Supplied data
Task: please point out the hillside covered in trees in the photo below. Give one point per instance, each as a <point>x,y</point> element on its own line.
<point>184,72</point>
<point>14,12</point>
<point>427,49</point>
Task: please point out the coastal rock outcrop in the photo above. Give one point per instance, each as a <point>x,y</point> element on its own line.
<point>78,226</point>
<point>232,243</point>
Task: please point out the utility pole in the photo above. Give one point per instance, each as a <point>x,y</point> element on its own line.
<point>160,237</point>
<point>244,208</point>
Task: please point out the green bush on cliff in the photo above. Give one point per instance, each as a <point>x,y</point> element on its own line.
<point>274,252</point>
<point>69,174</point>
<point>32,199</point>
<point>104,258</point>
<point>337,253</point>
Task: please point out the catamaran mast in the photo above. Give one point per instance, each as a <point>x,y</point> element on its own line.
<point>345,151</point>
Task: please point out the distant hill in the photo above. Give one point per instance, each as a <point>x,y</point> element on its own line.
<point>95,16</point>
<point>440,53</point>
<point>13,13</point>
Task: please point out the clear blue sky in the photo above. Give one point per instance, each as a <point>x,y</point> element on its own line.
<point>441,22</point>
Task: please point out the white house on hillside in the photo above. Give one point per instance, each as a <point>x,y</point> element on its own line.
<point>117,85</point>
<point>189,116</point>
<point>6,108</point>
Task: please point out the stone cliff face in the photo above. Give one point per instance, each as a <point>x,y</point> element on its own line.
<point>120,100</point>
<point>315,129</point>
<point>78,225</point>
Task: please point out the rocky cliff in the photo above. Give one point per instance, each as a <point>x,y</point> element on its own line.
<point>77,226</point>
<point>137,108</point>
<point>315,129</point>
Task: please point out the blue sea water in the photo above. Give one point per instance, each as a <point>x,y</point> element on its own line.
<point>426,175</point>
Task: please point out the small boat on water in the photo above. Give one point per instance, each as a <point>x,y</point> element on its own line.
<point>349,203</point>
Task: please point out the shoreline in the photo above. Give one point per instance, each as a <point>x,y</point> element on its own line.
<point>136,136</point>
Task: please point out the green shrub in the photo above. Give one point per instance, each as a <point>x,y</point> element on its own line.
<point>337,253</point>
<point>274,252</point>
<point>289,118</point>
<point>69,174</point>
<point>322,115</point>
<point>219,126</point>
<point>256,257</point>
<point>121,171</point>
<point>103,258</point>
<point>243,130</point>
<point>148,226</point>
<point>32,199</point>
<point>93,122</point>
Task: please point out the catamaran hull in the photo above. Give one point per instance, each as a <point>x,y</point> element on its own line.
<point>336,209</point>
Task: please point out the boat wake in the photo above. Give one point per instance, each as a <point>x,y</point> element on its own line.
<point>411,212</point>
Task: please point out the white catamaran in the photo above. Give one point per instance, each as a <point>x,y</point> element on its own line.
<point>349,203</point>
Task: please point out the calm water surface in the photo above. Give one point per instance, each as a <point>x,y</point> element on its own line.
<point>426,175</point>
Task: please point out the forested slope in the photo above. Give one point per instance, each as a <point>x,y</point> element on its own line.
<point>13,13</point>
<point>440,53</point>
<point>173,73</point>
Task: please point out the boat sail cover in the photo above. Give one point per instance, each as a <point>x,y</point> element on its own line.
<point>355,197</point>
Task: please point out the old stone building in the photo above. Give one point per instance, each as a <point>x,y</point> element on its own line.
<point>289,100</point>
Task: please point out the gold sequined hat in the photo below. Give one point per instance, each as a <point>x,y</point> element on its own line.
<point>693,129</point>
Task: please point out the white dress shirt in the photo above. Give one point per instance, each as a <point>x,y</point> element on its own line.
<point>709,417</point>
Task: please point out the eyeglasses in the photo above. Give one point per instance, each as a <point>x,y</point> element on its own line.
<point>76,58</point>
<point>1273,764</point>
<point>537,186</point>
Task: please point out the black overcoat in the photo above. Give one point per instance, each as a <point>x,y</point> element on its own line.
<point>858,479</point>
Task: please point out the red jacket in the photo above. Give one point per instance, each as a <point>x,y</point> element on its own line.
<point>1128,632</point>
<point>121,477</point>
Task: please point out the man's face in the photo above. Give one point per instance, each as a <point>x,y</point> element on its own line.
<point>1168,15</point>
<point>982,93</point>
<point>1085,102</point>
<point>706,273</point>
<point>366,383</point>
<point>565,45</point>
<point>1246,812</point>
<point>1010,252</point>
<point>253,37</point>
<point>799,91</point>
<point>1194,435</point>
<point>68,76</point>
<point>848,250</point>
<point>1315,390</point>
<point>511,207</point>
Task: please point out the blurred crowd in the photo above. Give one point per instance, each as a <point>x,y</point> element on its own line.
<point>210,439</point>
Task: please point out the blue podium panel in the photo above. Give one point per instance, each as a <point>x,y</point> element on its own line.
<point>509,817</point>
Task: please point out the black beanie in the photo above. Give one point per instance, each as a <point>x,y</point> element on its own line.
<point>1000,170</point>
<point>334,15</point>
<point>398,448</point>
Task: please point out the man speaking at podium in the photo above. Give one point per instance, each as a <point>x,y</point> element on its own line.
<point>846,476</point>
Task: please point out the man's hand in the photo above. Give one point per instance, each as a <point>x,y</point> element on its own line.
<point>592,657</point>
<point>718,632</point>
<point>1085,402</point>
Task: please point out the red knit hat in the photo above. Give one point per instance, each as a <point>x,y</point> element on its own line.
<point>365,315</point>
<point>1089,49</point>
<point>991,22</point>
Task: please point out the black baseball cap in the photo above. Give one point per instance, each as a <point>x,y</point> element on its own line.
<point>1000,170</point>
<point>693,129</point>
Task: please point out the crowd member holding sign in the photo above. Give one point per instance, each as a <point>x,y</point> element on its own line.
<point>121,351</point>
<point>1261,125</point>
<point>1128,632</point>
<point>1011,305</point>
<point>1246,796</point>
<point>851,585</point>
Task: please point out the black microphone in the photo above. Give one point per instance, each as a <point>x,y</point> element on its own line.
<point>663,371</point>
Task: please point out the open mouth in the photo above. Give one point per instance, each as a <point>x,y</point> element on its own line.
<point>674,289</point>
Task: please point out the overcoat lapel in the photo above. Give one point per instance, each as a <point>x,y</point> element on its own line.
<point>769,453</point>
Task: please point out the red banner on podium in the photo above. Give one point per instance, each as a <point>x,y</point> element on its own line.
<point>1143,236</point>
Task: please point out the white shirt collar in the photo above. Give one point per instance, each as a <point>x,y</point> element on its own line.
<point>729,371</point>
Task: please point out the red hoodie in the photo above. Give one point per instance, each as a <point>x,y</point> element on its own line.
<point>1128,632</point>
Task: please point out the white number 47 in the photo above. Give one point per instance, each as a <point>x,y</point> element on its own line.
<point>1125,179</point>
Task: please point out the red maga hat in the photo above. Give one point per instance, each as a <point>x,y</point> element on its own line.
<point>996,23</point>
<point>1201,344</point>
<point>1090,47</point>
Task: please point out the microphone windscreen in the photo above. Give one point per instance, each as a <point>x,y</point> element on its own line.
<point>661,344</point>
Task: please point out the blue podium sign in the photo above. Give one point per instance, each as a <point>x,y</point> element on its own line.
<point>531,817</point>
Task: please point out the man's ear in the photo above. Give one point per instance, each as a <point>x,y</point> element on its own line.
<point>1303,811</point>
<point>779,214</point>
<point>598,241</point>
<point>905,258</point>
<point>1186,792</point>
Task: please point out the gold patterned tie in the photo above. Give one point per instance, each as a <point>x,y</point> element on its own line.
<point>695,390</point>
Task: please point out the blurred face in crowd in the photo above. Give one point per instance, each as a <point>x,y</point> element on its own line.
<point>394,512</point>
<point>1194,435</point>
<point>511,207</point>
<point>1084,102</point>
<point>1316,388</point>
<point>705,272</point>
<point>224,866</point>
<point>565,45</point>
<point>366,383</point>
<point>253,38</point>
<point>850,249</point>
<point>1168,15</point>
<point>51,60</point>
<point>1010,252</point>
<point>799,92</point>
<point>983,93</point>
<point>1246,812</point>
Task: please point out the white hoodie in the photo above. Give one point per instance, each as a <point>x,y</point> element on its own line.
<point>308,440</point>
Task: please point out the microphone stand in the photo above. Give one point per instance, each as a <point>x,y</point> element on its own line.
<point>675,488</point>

What you should do
Rewrite the material above between the line holding "Task: please point out the rocky" and the line holding "<point>136,136</point>", inclusive, with the request lines unchanged. In each answer, shift the coordinates by adding 33 to every number.

Written response
Task: please point out the rocky cliff in the photo above. Give one point per instance, each as a <point>x,y</point> element on its own line.
<point>110,259</point>
<point>170,141</point>
<point>348,162</point>
Task: please point out the blue sea water in the photo above. Give one point per instance, each as a <point>x,y</point> element on its own line.
<point>459,208</point>
Task: please point out the small boat on water in the photo above. Give one point per instance, each as a <point>x,y</point> element on its own line.
<point>382,236</point>
Task: please point out the shoreline in the photo above. Give one point per instance, each as a <point>x,y</point> element on its own line.
<point>169,169</point>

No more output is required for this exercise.